§ **What is required**: How do the lines below between the ones holding "TARGET = ceiling" and "TARGET = dark wood chair", inclusive, read? Give them again exactly, with no other lines.

§ **The records**:
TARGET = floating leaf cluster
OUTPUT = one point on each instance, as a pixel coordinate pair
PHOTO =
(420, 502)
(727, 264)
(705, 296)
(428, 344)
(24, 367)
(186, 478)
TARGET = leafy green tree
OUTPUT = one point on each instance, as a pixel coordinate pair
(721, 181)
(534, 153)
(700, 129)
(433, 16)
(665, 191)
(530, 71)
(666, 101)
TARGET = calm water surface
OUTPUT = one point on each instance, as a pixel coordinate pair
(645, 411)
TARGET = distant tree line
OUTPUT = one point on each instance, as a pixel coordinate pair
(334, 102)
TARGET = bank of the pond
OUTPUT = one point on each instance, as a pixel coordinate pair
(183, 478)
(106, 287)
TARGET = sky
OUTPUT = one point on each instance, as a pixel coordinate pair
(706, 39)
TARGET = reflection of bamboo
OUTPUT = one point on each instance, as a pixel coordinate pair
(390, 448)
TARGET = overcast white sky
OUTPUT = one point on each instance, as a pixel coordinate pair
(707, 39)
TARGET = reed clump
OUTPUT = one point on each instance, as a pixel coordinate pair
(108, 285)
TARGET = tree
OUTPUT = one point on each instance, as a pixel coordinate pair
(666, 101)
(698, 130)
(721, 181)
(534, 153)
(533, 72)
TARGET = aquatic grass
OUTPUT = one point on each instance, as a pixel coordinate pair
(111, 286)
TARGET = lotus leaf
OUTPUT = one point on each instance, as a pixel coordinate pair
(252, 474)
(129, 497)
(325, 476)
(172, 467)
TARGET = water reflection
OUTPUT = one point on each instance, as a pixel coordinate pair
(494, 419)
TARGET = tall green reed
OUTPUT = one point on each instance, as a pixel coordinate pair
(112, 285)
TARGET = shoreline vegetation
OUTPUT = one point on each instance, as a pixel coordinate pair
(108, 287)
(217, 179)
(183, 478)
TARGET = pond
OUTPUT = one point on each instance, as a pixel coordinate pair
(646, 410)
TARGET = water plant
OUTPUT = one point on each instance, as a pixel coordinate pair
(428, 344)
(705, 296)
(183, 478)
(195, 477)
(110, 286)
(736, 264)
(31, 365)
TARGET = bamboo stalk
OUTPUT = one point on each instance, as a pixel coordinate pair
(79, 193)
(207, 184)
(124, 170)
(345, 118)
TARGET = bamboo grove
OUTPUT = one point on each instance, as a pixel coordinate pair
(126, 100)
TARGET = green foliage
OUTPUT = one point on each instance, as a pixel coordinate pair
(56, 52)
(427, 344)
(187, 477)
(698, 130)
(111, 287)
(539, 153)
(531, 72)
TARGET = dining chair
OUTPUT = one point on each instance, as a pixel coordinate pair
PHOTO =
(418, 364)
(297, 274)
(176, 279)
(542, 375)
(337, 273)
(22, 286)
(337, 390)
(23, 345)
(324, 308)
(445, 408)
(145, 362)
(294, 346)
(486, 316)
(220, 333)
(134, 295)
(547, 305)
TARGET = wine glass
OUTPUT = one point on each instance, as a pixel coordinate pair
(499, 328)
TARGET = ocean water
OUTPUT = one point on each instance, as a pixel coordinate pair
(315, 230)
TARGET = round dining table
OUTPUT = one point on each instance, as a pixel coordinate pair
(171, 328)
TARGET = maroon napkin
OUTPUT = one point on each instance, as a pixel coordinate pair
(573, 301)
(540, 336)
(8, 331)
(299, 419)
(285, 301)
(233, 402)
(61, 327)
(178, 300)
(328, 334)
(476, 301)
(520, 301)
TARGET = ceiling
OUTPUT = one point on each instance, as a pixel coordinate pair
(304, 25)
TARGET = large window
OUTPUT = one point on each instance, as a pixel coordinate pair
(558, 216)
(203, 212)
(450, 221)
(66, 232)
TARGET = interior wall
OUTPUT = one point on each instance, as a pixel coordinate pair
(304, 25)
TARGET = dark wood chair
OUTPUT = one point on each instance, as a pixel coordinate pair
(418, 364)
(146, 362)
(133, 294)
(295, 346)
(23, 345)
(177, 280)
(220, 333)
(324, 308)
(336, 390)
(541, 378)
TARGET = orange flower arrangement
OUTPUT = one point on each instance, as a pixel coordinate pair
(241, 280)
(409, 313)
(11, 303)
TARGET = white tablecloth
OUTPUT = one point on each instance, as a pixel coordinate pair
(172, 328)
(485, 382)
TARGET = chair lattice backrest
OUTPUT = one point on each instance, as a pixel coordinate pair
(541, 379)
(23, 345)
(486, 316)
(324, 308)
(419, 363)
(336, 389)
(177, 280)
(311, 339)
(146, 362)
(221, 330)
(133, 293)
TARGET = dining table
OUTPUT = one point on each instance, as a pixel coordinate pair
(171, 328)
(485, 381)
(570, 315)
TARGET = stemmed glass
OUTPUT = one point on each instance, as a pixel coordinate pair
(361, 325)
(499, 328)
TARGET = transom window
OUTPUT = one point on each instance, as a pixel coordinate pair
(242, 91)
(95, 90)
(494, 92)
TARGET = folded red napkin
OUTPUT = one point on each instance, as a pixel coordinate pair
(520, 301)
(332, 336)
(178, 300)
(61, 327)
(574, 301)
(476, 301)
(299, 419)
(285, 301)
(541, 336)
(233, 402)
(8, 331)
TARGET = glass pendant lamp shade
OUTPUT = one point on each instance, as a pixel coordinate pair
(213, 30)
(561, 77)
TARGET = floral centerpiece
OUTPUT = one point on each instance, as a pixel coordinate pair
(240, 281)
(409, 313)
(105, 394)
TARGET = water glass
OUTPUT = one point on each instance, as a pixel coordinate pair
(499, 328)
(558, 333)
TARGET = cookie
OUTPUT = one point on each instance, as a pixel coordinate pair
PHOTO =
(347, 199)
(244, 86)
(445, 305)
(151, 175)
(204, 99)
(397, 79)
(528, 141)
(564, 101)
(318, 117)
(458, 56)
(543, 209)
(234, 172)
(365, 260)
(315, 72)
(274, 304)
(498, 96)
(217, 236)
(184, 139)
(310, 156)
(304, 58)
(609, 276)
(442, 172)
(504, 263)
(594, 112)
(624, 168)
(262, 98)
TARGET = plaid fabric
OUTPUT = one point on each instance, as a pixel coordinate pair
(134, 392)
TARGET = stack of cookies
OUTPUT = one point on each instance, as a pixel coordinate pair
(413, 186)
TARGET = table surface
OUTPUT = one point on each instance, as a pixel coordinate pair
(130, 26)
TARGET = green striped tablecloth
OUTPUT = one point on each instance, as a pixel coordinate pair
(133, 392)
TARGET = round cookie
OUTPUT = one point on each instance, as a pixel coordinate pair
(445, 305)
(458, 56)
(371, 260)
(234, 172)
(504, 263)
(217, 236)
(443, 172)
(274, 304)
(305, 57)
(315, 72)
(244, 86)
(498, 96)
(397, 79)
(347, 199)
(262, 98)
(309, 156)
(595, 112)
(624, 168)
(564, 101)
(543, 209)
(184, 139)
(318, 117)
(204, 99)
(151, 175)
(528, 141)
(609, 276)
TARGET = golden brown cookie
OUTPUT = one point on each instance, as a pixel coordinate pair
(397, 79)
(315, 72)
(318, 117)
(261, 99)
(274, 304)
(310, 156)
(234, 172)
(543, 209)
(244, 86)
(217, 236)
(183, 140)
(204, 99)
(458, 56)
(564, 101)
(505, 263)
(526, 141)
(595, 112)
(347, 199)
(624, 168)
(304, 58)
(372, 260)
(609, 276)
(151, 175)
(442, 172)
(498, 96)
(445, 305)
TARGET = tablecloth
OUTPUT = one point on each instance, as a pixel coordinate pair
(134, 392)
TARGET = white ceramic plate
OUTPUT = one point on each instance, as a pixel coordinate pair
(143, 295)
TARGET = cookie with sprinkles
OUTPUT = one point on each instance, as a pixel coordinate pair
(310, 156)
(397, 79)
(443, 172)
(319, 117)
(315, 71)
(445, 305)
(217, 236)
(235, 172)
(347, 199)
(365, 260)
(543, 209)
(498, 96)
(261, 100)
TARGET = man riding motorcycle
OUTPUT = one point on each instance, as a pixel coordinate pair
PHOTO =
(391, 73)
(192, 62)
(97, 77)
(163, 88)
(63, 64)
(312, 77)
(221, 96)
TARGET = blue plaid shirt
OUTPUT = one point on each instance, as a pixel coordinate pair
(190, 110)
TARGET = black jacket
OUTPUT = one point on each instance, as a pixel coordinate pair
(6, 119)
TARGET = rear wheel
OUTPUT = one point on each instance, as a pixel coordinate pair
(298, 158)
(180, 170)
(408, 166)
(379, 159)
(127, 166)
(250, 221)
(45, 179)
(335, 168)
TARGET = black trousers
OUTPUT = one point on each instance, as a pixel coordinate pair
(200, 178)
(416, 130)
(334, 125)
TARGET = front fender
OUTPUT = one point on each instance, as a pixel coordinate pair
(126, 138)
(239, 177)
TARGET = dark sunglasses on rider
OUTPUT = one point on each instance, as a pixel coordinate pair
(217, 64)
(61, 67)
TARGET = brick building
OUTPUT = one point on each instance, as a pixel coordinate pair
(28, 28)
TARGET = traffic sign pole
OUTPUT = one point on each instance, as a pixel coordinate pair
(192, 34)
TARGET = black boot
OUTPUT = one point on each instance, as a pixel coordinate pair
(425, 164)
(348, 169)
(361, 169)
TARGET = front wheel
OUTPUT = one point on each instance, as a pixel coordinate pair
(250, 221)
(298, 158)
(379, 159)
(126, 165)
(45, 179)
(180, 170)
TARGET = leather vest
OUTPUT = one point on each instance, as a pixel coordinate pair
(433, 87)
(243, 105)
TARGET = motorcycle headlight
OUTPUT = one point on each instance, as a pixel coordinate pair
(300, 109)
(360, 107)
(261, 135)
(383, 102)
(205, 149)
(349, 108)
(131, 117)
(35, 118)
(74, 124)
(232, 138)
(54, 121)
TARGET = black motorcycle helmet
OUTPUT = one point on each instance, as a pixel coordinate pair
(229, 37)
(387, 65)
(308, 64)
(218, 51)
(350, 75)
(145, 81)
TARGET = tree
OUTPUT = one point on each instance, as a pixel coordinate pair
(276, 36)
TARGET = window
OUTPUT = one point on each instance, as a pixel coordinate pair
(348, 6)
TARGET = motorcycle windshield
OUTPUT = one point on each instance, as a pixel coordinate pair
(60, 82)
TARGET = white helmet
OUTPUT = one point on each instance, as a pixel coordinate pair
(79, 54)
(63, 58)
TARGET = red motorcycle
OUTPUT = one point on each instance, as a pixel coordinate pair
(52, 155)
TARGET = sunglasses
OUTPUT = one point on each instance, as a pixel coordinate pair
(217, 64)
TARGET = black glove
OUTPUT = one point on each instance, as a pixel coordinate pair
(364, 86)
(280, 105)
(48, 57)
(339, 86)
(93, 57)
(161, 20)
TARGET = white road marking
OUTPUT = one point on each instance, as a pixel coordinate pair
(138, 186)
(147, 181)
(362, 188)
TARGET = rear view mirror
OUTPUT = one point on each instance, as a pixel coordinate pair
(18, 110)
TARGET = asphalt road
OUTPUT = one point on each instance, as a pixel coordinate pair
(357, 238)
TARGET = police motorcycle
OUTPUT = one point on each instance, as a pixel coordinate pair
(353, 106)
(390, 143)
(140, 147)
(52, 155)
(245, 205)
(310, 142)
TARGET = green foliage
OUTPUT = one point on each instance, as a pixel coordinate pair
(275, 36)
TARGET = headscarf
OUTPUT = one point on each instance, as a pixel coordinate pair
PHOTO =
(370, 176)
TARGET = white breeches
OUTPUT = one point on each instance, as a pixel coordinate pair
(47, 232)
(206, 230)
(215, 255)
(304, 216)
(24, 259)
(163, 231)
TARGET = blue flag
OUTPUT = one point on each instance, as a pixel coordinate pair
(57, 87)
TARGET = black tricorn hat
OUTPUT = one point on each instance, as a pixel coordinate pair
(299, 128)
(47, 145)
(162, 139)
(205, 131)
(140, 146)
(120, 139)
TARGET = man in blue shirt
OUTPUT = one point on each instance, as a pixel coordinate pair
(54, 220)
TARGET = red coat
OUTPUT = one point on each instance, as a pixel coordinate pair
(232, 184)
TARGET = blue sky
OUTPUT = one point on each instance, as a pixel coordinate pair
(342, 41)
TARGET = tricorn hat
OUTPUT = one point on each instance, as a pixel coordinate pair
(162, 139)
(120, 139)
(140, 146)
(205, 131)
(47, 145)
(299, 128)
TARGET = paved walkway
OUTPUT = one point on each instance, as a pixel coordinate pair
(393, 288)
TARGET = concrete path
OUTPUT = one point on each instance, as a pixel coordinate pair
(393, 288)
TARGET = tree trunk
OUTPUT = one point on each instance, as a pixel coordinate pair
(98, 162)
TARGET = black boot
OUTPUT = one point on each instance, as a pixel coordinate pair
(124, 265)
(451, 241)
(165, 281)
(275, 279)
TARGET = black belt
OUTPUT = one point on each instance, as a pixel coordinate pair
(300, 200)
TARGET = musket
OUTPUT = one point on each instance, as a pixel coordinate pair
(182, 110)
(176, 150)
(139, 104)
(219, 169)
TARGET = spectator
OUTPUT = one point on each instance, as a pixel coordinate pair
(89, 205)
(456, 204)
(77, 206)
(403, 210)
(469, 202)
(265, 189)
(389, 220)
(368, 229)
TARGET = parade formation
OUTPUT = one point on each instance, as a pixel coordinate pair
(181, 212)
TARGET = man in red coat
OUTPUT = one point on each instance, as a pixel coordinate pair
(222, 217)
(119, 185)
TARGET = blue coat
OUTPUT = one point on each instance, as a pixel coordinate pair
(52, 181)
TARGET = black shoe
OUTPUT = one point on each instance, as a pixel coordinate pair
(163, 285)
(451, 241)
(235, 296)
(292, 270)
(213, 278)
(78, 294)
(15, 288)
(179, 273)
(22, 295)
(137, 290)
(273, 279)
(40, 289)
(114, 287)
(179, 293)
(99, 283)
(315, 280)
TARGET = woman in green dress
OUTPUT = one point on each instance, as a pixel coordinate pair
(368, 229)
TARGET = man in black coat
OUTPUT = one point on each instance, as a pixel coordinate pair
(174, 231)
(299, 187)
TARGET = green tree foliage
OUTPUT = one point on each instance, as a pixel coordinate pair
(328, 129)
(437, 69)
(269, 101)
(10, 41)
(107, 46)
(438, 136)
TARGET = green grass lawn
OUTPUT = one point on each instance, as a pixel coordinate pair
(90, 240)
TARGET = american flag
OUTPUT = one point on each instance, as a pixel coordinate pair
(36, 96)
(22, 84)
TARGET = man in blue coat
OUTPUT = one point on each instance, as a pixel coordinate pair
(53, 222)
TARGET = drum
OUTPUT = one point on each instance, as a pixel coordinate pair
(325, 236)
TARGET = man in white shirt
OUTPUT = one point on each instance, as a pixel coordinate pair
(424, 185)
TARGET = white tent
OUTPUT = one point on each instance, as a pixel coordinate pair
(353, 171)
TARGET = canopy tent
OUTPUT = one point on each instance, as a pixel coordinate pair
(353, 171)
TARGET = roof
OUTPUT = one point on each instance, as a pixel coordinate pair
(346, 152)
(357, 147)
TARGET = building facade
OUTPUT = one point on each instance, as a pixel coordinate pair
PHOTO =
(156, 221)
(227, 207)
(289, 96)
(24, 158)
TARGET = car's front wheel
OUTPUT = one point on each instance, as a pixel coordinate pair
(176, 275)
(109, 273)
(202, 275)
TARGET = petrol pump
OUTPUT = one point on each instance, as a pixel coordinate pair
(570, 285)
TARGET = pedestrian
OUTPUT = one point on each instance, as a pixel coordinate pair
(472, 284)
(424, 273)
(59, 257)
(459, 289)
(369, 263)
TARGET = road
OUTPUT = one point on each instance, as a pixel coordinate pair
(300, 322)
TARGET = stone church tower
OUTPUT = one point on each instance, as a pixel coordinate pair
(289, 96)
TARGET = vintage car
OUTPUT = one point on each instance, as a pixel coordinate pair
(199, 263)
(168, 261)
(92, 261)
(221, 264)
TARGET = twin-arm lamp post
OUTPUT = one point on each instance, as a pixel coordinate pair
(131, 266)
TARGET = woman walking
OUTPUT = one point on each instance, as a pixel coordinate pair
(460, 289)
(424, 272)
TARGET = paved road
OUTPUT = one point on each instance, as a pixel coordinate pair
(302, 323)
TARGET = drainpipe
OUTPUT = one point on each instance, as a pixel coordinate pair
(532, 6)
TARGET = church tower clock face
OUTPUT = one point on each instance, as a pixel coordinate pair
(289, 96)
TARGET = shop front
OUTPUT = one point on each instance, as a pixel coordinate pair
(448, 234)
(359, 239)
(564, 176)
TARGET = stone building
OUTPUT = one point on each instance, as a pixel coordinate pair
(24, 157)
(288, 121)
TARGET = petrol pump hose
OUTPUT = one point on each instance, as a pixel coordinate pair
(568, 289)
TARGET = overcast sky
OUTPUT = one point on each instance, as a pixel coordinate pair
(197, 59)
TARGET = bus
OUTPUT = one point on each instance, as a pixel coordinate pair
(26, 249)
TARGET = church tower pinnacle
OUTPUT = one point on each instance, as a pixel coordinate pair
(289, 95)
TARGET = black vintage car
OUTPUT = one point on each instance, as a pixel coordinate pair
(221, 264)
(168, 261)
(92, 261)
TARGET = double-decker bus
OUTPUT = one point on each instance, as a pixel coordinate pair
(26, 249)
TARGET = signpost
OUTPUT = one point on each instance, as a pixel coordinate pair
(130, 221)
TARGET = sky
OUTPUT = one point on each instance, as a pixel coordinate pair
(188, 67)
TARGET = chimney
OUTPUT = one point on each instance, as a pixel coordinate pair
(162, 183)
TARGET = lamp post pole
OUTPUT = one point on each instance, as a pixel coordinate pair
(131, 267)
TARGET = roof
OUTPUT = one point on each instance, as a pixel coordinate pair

§ **Solution to this exercise**:
TARGET = ceiling
OUTPUT = one point on each instance, as a pixel coordinate pair
(304, 25)
TARGET = large window
OUTPUT = one point on each instance, as a pixel coordinate pair
(558, 216)
(203, 212)
(450, 221)
(66, 232)
TARGET = interior wall
OUTPUT = one point on each instance, as a pixel coordinate pair
(304, 25)
TARGET = dark wood chair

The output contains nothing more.